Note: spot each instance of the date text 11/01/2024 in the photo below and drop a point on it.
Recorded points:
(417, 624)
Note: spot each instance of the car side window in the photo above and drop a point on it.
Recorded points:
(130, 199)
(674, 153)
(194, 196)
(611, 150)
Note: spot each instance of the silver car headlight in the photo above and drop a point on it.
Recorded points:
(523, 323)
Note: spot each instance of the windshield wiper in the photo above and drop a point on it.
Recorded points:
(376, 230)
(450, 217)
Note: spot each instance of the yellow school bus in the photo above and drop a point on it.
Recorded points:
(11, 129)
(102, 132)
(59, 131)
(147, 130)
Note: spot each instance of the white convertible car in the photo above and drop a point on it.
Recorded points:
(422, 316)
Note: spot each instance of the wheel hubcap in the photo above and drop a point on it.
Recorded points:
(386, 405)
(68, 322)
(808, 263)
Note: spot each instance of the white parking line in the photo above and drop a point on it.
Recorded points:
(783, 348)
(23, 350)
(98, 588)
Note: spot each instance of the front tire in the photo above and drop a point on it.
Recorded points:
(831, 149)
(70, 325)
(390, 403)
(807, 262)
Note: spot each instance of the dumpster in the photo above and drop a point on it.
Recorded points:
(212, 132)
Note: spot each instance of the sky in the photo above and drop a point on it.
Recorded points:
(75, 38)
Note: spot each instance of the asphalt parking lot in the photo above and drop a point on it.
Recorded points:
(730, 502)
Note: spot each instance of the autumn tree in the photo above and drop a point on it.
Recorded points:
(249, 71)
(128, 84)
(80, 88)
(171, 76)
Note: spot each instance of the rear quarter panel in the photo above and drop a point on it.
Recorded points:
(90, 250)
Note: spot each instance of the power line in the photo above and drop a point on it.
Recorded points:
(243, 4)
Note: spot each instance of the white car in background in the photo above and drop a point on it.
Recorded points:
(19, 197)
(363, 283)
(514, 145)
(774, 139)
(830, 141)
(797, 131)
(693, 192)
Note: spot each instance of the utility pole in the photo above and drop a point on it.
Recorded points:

= = = =

**Exercise directions**
Every line in the listing above that mentions "parking" should be returned.

**Output of the task**
Note: spot each instance of the white parking line in the photo above and drop a point on it.
Note: spot each instance of the asphalt parking lot in the photo above and drop a point on it.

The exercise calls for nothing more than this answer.